Tasks and exercises >>
(a) From the ARLE README, quote the passage that begins at the words "Apple Silicon or" and ends after "current release: ghcr.io/cklxx/arle:0.1.5.".
(b) According to the ARLE README, which directory does the one-line installer put the binaries in by default?

Document excerpt >>
______________________________

GitHub - cklxx/arle: Rust-native inference runtime for Qwen3 / Qwen3.5 — OpenAI-compatible serving + integrated agent, train, and self-evolution workflows. CUDA + Metal, no PyTorch on the hot path.

ARLE
Pure-Rust runtime for serving, local agents, training, and evaluation. infer is the OpenAI-compatible serving binary; arle is the unified front door.

Quick Start · HTTP API · Support Matrix · Architecture · Roadmap · Changelog · Contributing

English · 简体中文

Quick Start

1. Install

Apple Silicon — Homebrew (recommended):

brew install cklxx/tap/arle
arle --doctor

Apple Silicon or Linux x86_64 — one-line installer:

curl -fsSL https://github.com/cklxx/arle/releases/latest/download/install.sh | sh

The script grabs the matching tarball from the latest GitHub Release, SHA256-verifies it, and drops the binaries into ~/.local/bin (override with INSTALL_DIR=...). See docs/install.md for the full matrix, env-var overrides, and uninstall steps.

Linux + NVIDIA — pull the published Docker image, no compile:

docker run --rm --gpus all -p 8000:8000 \
  -v /path/to/Qwen3.5-4B:/model:ro \
  ghcr.io/cklxx/arle:latest \
  serve --backend cuda --model-path /model --port 8000

The :latest tag tracks the newest non-prerelease release image. Tagged releases are published as ghcr.io/cklxx/arle:X.Y.Z (note: no v prefix - the docker metadata-action strips it). For the current release: ghcr.io/cklxx/arle:0.1.5.

From source (any backend; needed for cpu, CUDA/TileLang, or local hacking):

git clone https://github.com/cklxx/arle && cd arle
# Apple Silicon:
cargo build --release --no-default-features --features metal,no-cuda,cli --bin arle
# Linux + NVIDIA:
cargo build --release --features cuda --bin arle

2. Serve a model

arle serve --backend metal \
  --model-path mlx-community/Qwen3.5-0.8B-MLX-4bit --port 8000   # Apple Silicon
arle serve --backend cuda \
  --model-path /path/to/Qwen3.5-4B --port 8000                   # Linux + NVIDIA

3. Talk to it

# pip install openai
from openai import OpenAI

client = OpenAI(base_url="http://localhost:8000/v1", api_key="not-needed")

______________________________

Input data >>

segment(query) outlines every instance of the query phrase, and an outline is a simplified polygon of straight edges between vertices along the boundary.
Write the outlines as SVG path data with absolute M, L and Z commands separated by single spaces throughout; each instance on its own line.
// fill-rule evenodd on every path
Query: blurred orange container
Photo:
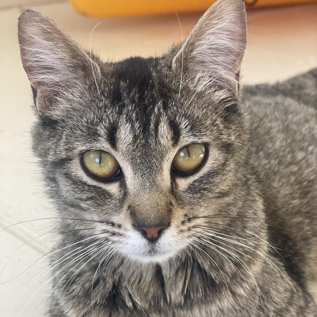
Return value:
M 238 1 L 238 0 L 237 0 Z M 215 0 L 70 0 L 75 10 L 83 15 L 101 17 L 123 16 L 202 11 Z M 245 0 L 247 6 L 272 6 L 312 3 L 316 0 Z

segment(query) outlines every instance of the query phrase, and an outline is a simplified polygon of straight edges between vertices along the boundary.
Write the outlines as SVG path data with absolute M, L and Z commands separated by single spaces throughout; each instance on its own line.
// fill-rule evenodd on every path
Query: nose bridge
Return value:
M 171 213 L 170 197 L 168 192 L 152 191 L 135 197 L 130 205 L 130 214 L 139 227 L 166 226 Z

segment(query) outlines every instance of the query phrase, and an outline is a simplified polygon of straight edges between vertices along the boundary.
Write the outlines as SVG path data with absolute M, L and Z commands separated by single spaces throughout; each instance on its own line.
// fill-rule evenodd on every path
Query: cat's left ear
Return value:
M 243 0 L 218 0 L 193 29 L 173 60 L 173 69 L 197 88 L 213 85 L 237 91 L 246 44 Z
M 39 12 L 24 11 L 19 18 L 18 37 L 40 115 L 58 120 L 67 108 L 95 93 L 99 66 L 52 21 Z

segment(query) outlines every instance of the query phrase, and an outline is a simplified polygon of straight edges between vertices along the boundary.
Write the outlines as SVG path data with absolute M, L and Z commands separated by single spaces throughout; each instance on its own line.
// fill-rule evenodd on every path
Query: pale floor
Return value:
M 91 32 L 101 20 L 80 16 L 68 3 L 34 7 L 54 20 L 71 36 L 89 47 Z M 29 132 L 34 120 L 32 98 L 20 60 L 16 37 L 18 10 L 0 11 L 0 229 L 12 224 L 54 217 L 38 181 L 41 172 L 30 150 Z M 200 15 L 182 14 L 184 36 Z M 249 37 L 242 68 L 244 83 L 273 82 L 317 67 L 317 5 L 248 12 Z M 105 19 L 93 34 L 92 48 L 105 60 L 131 55 L 158 55 L 181 39 L 175 15 Z M 52 249 L 54 236 L 29 240 L 48 230 L 54 222 L 18 225 L 0 233 L 0 281 L 10 279 Z M 28 283 L 45 268 L 44 260 L 0 286 L 0 317 Z M 10 316 L 43 316 L 49 294 L 46 275 L 28 288 Z M 42 286 L 43 285 L 43 286 Z M 42 287 L 42 288 L 41 288 Z M 37 291 L 39 290 L 37 292 Z

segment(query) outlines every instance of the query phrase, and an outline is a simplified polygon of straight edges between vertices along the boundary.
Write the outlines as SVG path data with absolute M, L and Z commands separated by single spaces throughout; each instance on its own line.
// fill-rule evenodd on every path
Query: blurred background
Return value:
M 104 60 L 115 61 L 131 55 L 161 54 L 182 40 L 182 31 L 186 37 L 212 2 L 1 0 L 0 230 L 55 215 L 43 194 L 36 159 L 30 150 L 29 132 L 34 117 L 16 35 L 20 8 L 40 11 L 86 48 L 89 49 L 91 40 L 92 49 Z M 243 84 L 273 82 L 317 67 L 317 3 L 246 2 L 248 37 L 242 68 Z M 57 225 L 52 219 L 39 220 L 0 232 L 0 317 L 8 315 L 15 301 L 10 316 L 45 315 L 45 301 L 50 291 L 49 272 L 37 275 L 47 267 L 49 258 L 45 255 L 54 247 L 55 236 L 45 234 Z M 41 235 L 44 235 L 37 237 Z

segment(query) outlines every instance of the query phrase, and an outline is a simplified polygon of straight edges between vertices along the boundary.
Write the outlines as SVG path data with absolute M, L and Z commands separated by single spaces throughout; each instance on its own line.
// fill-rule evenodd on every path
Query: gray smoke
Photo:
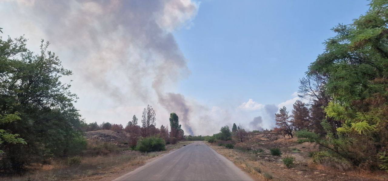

______________________________

Per-task answers >>
(a)
Apple Silicon or Linux x86_64 — one-line installer:

curl -fsSL https://github.com/cklxx/arle/releases/latest/download/install.sh | sh

The script grabs the matching tarball from the latest GitHub Release, SHA256-verifies it, and drops the binaries into ~/.local/bin (override with INSTALL_DIR=...). See docs/install.md for the full matrix, env-var overrides, and uninstall steps.

Linux + NVIDIA — pull the published Docker image, no compile:

docker run --rm --gpus all -p 8000:8000 \
  -v /path/to/Qwen3.5-4B:/model:ro \
  ghcr.io/cklxx/arle:latest \
  serve --backend cuda --model-path /model --port 8000

The :latest tag tracks the newest non-prerelease release image. Tagged releases are published as ghcr.io/cklxx/arle:X.Y.Z (note: no v prefix - the docker metadata-action strips it). For the current release: ghcr.io/cklxx/arle:0.1.5.

(b) ~/.local/bin